Dataset excerpts ::
####
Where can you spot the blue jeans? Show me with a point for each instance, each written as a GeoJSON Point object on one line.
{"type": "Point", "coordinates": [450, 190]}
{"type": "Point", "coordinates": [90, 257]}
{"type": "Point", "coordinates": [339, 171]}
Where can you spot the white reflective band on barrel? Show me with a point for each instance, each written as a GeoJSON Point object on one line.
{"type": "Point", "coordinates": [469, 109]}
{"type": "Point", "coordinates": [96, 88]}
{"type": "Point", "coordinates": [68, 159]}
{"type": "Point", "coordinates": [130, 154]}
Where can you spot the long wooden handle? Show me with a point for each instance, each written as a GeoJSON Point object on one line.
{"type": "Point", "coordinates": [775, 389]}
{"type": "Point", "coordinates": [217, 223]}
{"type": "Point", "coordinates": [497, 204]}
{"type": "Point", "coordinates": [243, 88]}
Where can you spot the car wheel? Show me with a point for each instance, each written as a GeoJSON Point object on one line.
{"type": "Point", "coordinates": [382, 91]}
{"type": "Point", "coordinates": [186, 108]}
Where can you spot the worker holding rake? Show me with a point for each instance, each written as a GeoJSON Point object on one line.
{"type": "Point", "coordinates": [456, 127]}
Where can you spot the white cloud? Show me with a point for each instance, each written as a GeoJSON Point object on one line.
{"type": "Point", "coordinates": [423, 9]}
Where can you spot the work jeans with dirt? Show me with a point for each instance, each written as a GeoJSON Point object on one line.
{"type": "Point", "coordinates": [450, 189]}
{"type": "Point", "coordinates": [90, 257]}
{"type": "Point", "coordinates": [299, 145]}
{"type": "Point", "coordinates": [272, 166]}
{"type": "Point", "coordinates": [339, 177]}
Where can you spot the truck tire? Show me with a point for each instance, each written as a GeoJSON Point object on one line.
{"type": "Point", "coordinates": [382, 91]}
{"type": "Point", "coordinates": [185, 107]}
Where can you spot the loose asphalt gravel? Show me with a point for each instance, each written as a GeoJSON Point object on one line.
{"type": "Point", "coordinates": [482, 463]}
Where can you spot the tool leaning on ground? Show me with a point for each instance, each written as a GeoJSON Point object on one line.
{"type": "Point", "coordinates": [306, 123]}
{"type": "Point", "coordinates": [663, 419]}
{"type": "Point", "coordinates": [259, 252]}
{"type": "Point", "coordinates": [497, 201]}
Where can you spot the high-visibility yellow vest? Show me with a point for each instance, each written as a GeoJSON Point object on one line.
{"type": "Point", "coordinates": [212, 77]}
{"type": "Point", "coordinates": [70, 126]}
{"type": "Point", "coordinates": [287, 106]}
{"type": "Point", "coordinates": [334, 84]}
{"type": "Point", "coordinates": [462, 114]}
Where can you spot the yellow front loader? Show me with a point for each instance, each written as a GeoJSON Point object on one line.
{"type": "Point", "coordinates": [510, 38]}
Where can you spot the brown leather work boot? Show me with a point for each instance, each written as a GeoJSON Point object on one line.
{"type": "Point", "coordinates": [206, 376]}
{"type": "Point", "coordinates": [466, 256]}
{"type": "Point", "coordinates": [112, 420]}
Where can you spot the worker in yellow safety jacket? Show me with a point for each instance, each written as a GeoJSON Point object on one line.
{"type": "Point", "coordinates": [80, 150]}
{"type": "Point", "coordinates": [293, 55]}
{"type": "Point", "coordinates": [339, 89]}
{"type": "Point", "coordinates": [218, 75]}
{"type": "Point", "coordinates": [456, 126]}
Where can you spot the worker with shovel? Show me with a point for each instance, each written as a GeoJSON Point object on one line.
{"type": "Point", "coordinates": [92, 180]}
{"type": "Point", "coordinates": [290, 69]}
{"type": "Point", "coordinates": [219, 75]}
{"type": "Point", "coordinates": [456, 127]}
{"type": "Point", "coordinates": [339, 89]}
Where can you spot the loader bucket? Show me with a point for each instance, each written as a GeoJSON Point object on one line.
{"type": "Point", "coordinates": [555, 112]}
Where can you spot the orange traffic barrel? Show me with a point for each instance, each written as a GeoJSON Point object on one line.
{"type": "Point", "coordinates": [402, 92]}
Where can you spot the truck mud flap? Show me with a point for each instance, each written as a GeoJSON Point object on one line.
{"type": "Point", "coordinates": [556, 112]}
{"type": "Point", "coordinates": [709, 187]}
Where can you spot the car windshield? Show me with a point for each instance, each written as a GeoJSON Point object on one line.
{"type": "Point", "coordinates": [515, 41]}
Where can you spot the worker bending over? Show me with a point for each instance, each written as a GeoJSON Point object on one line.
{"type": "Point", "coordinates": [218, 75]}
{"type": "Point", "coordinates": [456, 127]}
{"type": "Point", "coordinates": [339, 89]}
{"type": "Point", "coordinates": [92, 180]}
####
Stated goal :: Go through the entries and repeat each one exactly.

Result ::
Where can you spot the blue jeans? Show me with a point for each instance, each written as a GeoJSON Point object on one line.
{"type": "Point", "coordinates": [450, 190]}
{"type": "Point", "coordinates": [90, 257]}
{"type": "Point", "coordinates": [339, 171]}
Where can you spot the white reflective band on barrel? Show me with a point for each instance, each written as a GeoJSON Point object on one line.
{"type": "Point", "coordinates": [469, 109]}
{"type": "Point", "coordinates": [96, 88]}
{"type": "Point", "coordinates": [68, 159]}
{"type": "Point", "coordinates": [130, 154]}
Where can you spot the long wooden handle? Show me with a point for each instance, each written as a GeoJSON Point object on one line.
{"type": "Point", "coordinates": [775, 389]}
{"type": "Point", "coordinates": [217, 223]}
{"type": "Point", "coordinates": [497, 204]}
{"type": "Point", "coordinates": [243, 88]}
Where can you spot the car wheel? Show me with a point for each instance, each written as a GeoJSON Point object on one line.
{"type": "Point", "coordinates": [382, 91]}
{"type": "Point", "coordinates": [186, 108]}
Where can you spot the worker holding rake? Show me with a point for each instance, each written as a GeoJSON Point object on one line.
{"type": "Point", "coordinates": [456, 127]}
Where can you spot the white cloud? Show me with a point for each instance, each written as a GeoJSON Point object on one line.
{"type": "Point", "coordinates": [423, 9]}
Where can you spot the work jeans with dirt? Show me with a point for each instance, each written as a GeoJSON Point object on one line.
{"type": "Point", "coordinates": [450, 189]}
{"type": "Point", "coordinates": [90, 257]}
{"type": "Point", "coordinates": [299, 145]}
{"type": "Point", "coordinates": [272, 166]}
{"type": "Point", "coordinates": [339, 177]}
Where can you spot the truck tire? Show me with a point for each instance, each written as a GeoJSON Point object on one line.
{"type": "Point", "coordinates": [382, 91]}
{"type": "Point", "coordinates": [185, 107]}
Where can you spot the loose asphalt gravel? Show me with a point for each instance, each written as a GeoJSON Point object on one line.
{"type": "Point", "coordinates": [482, 463]}
Where can you spot the tool leaning on ground? Show me with a point for each instance, each written as a GeoJSON Point object on one line.
{"type": "Point", "coordinates": [306, 123]}
{"type": "Point", "coordinates": [663, 419]}
{"type": "Point", "coordinates": [259, 252]}
{"type": "Point", "coordinates": [497, 201]}
Where can you spot the high-visibility yellow vest? Show me with a point for each instance, each written as a GeoJSON Point object on one line.
{"type": "Point", "coordinates": [212, 77]}
{"type": "Point", "coordinates": [70, 126]}
{"type": "Point", "coordinates": [287, 106]}
{"type": "Point", "coordinates": [334, 84]}
{"type": "Point", "coordinates": [462, 114]}
Where can you spot the yellow front loader? Show me with a point for each instance, each written as a GeoJSON Point object on one line.
{"type": "Point", "coordinates": [510, 38]}
Where can you spot the brown leather work boot? Show me with a point for each instance, each written as a GeoJSON Point object on one line.
{"type": "Point", "coordinates": [206, 376]}
{"type": "Point", "coordinates": [466, 256]}
{"type": "Point", "coordinates": [112, 420]}
Where can you spot the worker in yellow safety jacket? Show me with a point for each instance, each written as a GeoJSON Point object on one line.
{"type": "Point", "coordinates": [80, 150]}
{"type": "Point", "coordinates": [293, 55]}
{"type": "Point", "coordinates": [339, 89]}
{"type": "Point", "coordinates": [218, 75]}
{"type": "Point", "coordinates": [456, 126]}
Where can you spot the worker with shovel? Show me with a point for each instance, each written as a GeoJSON Point object on one line.
{"type": "Point", "coordinates": [92, 180]}
{"type": "Point", "coordinates": [290, 69]}
{"type": "Point", "coordinates": [219, 75]}
{"type": "Point", "coordinates": [456, 127]}
{"type": "Point", "coordinates": [339, 89]}
Where can you spot the loader bucket? Show me with a point for each instance, each written as a GeoJSON Point object on one line.
{"type": "Point", "coordinates": [555, 112]}
Where can you spot the orange traffic barrel? Show me with a point for each instance, each written as a GeoJSON Point object on one line.
{"type": "Point", "coordinates": [402, 92]}
Where can you spot the truck mud flap? Show me with a point for each instance, each written as a GeoJSON Point object on one line.
{"type": "Point", "coordinates": [556, 112]}
{"type": "Point", "coordinates": [709, 187]}
Where can you spot the car windshield? Show me with a point for each instance, each written as a GeoJSON Point object on one line.
{"type": "Point", "coordinates": [515, 41]}
Where can you spot the worker bending over? Show me with a point for each instance, each written as a GeoJSON Point object on one line.
{"type": "Point", "coordinates": [218, 75]}
{"type": "Point", "coordinates": [456, 127]}
{"type": "Point", "coordinates": [339, 89]}
{"type": "Point", "coordinates": [92, 180]}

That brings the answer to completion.